## Exercise brief
Find the line that contains "on roof in this photo."; then retype it and each line after it, exactly, through the final line of the data below.

## Location identification entries

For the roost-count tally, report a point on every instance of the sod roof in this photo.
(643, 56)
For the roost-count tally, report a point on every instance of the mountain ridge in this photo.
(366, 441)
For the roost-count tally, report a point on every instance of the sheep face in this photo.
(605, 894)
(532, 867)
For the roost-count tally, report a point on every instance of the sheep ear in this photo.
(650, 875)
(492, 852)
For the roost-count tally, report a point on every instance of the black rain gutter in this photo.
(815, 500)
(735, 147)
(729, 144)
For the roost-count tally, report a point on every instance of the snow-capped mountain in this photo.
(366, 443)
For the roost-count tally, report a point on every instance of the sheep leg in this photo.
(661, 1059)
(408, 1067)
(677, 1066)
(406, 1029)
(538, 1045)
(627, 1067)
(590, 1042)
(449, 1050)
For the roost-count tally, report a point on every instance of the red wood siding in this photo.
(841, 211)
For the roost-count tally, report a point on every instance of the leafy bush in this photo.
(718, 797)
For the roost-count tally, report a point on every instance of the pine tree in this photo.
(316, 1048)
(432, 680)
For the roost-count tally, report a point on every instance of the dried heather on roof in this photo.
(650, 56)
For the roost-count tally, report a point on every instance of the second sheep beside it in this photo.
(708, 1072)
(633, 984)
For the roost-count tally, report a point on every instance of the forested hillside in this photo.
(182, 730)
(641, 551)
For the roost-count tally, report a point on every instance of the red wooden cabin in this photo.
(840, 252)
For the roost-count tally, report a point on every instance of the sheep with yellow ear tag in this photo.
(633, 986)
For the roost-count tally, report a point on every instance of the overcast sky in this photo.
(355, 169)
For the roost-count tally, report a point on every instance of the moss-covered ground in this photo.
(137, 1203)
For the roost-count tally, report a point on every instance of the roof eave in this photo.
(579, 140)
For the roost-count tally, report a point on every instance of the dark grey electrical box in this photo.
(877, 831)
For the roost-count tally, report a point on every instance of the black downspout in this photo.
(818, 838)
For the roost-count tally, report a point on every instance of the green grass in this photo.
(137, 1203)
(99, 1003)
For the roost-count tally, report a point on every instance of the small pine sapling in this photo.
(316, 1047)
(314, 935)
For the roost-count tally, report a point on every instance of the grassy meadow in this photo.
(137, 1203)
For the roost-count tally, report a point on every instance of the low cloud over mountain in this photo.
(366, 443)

## Full output
For the roost-count tally, report a point on every instance of the dried heather on roof in this photo.
(650, 56)
For the roost-count tally, report a point on every instance of the second sheep beside it in this photo.
(708, 1072)
(633, 984)
For the roost-count tally, report a point on every instance of the forested hillside in this photo.
(182, 730)
(641, 551)
For the roost-count tally, report a point on every instance of the red wooden cabin in this photo.
(840, 252)
For the roost-count tally, report a point on every instance of the sheep with yellow ear tag in this photo.
(633, 986)
For the roost-count tally, report a point on every instance of the overcast sky in this photo.
(355, 169)
For the roost-count tally, report a point on every instance of the moss-covered ground in this photo.
(137, 1203)
For the roost-count tally, report a point on every instance of the roof eave in this photo.
(579, 140)
For the roost-count tally, report a point on every instance of the dark grey electrical box in this photo.
(877, 831)
For the roost-count tally, report a point on every instance of the black downspout in this photo.
(818, 838)
For the roost-count tally, report a point on every instance of the green grass in this photo.
(137, 1203)
(99, 1003)
For the roost-count tally, report a point on every instance of the small pine sapling in this photo.
(316, 1047)
(314, 935)
For the roost-count tally, report a point on every instance of the grassy meadow in this photo.
(137, 1203)
For the roost-count tally, report a point on every instance of the low cloud over mountain in this photo.
(366, 443)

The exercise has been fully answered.